[Natural-language object grounding data]
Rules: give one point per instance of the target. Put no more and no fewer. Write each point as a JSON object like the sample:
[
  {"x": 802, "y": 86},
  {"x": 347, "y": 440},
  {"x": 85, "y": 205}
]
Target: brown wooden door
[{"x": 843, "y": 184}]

> **DIRECTIONS**: What you return must match the data line for line.

> **ANSWER TO THIS PROBLEM**:
Rules: give one point per instance of the target. Put no more and no fewer. Write each point as a JSON object like the sample:
[
  {"x": 802, "y": 86},
  {"x": 347, "y": 440},
  {"x": 85, "y": 205}
]
Target: brown wooden door
[{"x": 843, "y": 184}]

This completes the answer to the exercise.